TEXTE FOURNI:
Le mal qui fut fait, en bien je le changeai. Les nations qui s'entretuaient
ont cessé de se battre, par la grâce d'Ahoura Mazda,
afin que celui qui est fort ne frappe ni ne dépouille le
pauvre"
Au cours des siècles, comme toute autre religion,
le zoroastrisme évolua,
surtout sous la pression du ritualisme des mages traditionnels.
Après
la conversion de l'Iran à l'islam, des groupes restés
fidèles aux grandes idées de Zoroastre n'eurent pas
la vie facile ! Aussi, beaucoup d'entre eux s'en allèrent
en Inde, ou ils prospérèrent sous le nom de Parsis.
Influence sur le judaïsme
Pendant les deux siècles de
la domination perse sur le Proche Orient, de -539 à -330
environ, bien des Juifs eurent l'occasion d'entrer en contact avec
le zoroastrisme. Ils en apprécièrent
le monothéisme moral, qui leur rappelait celui des grands
prophètes hébreux, d'Amos à Jérémie.

LISTING FOURNI:
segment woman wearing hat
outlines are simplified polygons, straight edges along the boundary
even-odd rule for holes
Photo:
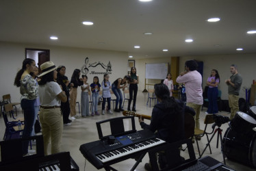
[[[38,87],[36,81],[29,75],[34,71],[36,62],[34,60],[27,58],[24,60],[22,68],[17,73],[14,86],[20,87],[21,94],[21,106],[24,112],[25,127],[23,133],[23,137],[29,137],[33,129],[34,120],[35,117],[34,103],[36,98],[38,96]],[[28,153],[29,142],[23,143],[23,155]],[[32,152],[32,151],[31,151]]]
[[[39,97],[41,103],[40,122],[44,137],[44,155],[47,155],[48,144],[51,139],[51,154],[60,151],[60,142],[63,131],[63,119],[60,103],[67,100],[64,91],[57,84],[56,66],[49,61],[40,66],[42,74],[38,77]]]

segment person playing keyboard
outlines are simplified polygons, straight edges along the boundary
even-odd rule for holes
[[[154,106],[150,124],[144,122],[139,118],[142,129],[149,129],[156,133],[157,137],[169,143],[177,142],[185,138],[184,112],[194,115],[193,109],[187,107],[181,101],[170,96],[170,91],[166,85],[157,83],[154,86],[155,94],[159,103]],[[178,150],[178,149],[177,149]],[[164,153],[159,153],[158,163],[161,169],[166,167]],[[151,170],[150,163],[146,163],[144,168]]]

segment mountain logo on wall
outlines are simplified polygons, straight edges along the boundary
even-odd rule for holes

CONSIGNE:
Relevez tous les noms de pays ou de régions mentionnés dans le texte sur le zoroastrisme. Le listing n'a aucun rôle à jouer ici.

RÉPONSE FINALE:
Iran, Inde, Proche Orient